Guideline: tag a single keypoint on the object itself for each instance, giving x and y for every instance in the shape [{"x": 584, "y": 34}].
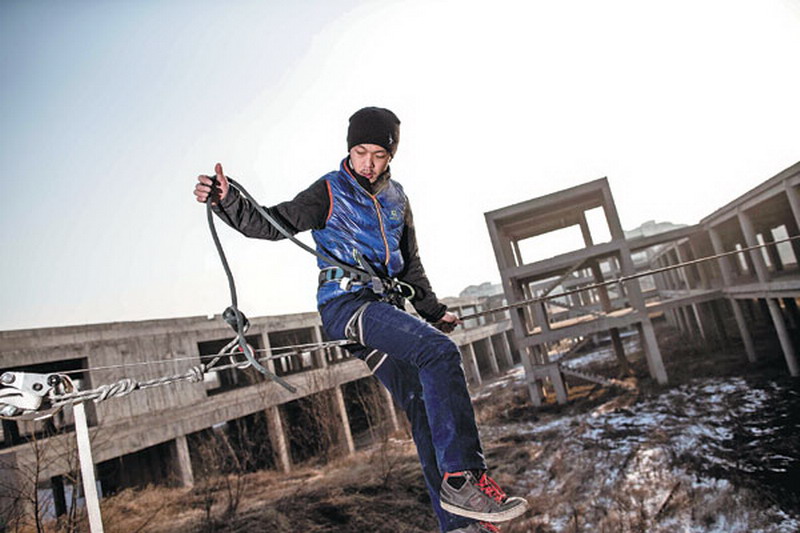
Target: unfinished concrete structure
[
  {"x": 540, "y": 334},
  {"x": 751, "y": 291},
  {"x": 701, "y": 299},
  {"x": 157, "y": 435}
]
☆ ☆ ☆
● **INSTRUCTION**:
Reproduce the items above word for word, leaving out the pictures.

● **FULL SOLUTION**:
Guideline: tag a single keypoint on the object itself for each instance, giving x and y for every instance in the shape [{"x": 584, "y": 34}].
Target: unfinished concrete structure
[
  {"x": 540, "y": 334},
  {"x": 751, "y": 291},
  {"x": 701, "y": 299},
  {"x": 157, "y": 435}
]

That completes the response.